▸ **Textauszug**:
§ §

Der italienische Club Associazione Calcio Chievo

Flieg, Esel, flieg!

Es gibt fußballerische Gerechtigkeit: In der italienischen Seria A steht der netteste Verein auf Platz zwei der Tabelle.

Der kleine Ort Chievo, der mit seinen 2 400 Einwohnern von Verona eingemeindet wurde, ist inzwischen weltberühmt. Das liegt nicht allein an dem Pandoro, der bekannten leichten Hefekuchenspezialität, die dort von der Firma Paluani hergestellt wird, sondern hauptsächlich an der von ebenjenem Zuckerwarenfabrikanten geförderten lokalen Fußballmannschaft, der Associazione Calcio Chievo, die in die erste Liga aufgestiegen ist. Nach einem unglücklichen 2:3 bei AC Mailand musste der Verein am Wochenende die Tabellenspitze an Inter Mailand abgeben, er steht jetzt auf Platz zwei.

Der Verein Chievo, der sich seit ein paar Jahren Chievo Verona nennt, liegt demnach auch noch vor dem Lokalrivalen Hellas, der in der letzten Saison beinahe abgestiegen wäre. Beide Mannschaften spielen nun im städtischen Bentegodi-Stadion, das vor einem Jahr wegen der auf den Rängen der Südkurve ausgeübten Hegemonie rassistischer Hellasfans ebenfalls einen internationalen Ruf erlangte.

Damals gestand der Präsident von Hellas, Giambattista Pastorelli, dass er es wegen des drohenden Protests seiner gelbblauen Fangemeinde nicht wagen könne, einen vielleicht etwas begabteren Spieler anderer Hautfarbe, etwa den schwarzen Stürmer Patrick Mbomba, zu verpflichten, der den Verein aus der Talsohle herausführen könnte. Rechtsextreme Tifosi hatten früher schon, als der farbige Holländer Michel Ferrier die Mannschaft von Hellas verstärken sollte, im Stadion eine lebensgroße schwarze Stoffpuppe vor einem Spruchband aufgehängt, auf dem der damalige Vereinspräsident im Veroneser Dialekt gewarnt wurde: »Du willst uns einen Neger schenken? Lass ihn das Stadion putzen.«

Beim AC Chievo hatten dagegen die schätzungsweise 5 000 Anhänger nie Probleme mit der Hautfarbe der Spieler. Für den Klub spielten schon Kevullay Konteh aus Côte d'Ivoire sowie der Nigerianer Garba. Der Brasilianer Eriberto und Christan Manfredini, ebenfalls aus Côte d'Ivoire, stehen im Vereinskader. Das Affen imitierende Gebrüll, das in vielen italienischen Stadien Farbigen bei jeder Ballberührung entgegenschallt, ist bei Chievo jedenfalls tabu. Die Fans aus dem einstigen Bauerndorf sind nämlich die Guten. Das Publikum antwortet noch nicht einmal den auf das allwöchentliche Konfrontationsritual erpichten Ultras gegnerischer Mannschaften mit dem ansonsten in Italien sehr geläufigen Schimpfwort »Vaffanculo« (etwa: »Leck mich am Arsch«).

§ §

▸ **Datenauszug**:
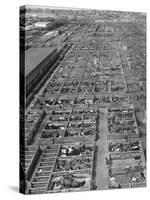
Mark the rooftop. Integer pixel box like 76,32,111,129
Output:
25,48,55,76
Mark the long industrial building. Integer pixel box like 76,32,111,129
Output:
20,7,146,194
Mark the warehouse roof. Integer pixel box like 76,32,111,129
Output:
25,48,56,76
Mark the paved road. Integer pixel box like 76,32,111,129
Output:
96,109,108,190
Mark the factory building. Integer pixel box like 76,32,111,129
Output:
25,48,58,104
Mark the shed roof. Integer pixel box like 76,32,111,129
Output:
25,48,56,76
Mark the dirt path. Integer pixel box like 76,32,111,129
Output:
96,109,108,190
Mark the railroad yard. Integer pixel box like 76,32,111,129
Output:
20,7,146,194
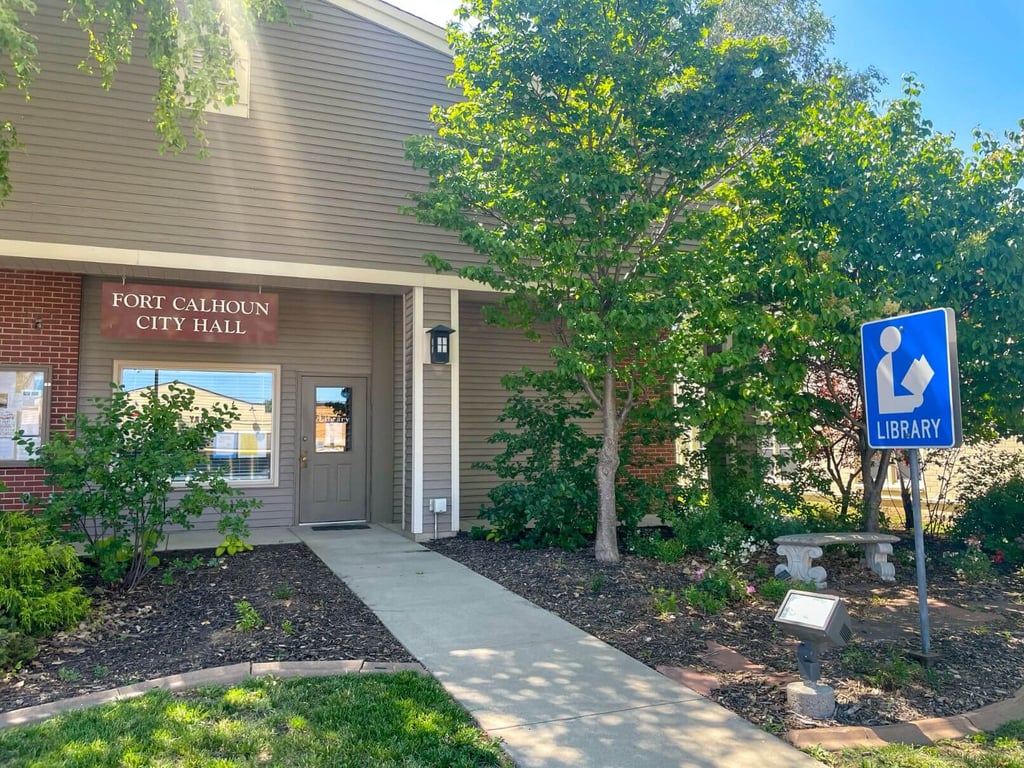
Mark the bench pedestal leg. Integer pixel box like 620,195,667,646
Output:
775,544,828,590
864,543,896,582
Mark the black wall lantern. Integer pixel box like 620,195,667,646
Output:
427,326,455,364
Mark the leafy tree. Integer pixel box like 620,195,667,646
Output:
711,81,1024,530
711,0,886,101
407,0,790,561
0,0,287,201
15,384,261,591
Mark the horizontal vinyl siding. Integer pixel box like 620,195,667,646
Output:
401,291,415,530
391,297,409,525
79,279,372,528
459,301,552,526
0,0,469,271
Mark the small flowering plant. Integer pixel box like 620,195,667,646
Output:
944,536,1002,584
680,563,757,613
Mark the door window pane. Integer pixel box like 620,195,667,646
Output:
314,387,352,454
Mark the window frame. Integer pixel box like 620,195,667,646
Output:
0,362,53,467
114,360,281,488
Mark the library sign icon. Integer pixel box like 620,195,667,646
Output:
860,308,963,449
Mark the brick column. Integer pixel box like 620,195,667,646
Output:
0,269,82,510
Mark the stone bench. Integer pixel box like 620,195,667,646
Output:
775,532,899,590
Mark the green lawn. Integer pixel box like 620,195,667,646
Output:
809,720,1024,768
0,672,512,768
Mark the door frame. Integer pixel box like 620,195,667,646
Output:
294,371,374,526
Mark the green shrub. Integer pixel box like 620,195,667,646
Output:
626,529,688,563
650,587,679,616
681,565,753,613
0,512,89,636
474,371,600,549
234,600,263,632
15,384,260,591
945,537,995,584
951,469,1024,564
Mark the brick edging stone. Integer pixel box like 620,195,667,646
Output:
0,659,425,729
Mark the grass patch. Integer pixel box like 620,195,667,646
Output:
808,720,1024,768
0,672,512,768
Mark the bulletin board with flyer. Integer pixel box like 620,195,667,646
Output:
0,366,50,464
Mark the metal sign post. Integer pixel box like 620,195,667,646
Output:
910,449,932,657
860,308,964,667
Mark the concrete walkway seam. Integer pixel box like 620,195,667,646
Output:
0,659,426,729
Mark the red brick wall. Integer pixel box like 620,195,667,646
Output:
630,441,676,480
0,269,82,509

§ §

▸ **Aufgabenliste**:
1 - Prüfe, ob die folgenden Aussagen mit dem Text über Chievo übereinstimmen, und belege jede Antwort mit ja oder nein sowie den entscheidenden Worten des Textes: (a) Chievo hat 2 400 Einwohner. (b) Chievo steht auf Platz eins der Tabelle. (c) Der Pandoro wird in Chievo von der Firma Paluani hergestellt.
2 - Gib an, in welchem Stadion Chievo und Hellas laut dem Text über Chievo nun beide spielen.

▸ **Lösungen je Aufgabe**:
1 -
(a) Ja: „der mit seinen 2 400 Einwohnern von Verona eingemeindet wurde“
(b) Nein: „er steht jetzt auf Platz zwei“
(c) Ja: „die dort von der Firma Paluani hergestellt wird“

2 - Im städtischen Bentegodi-Stadion.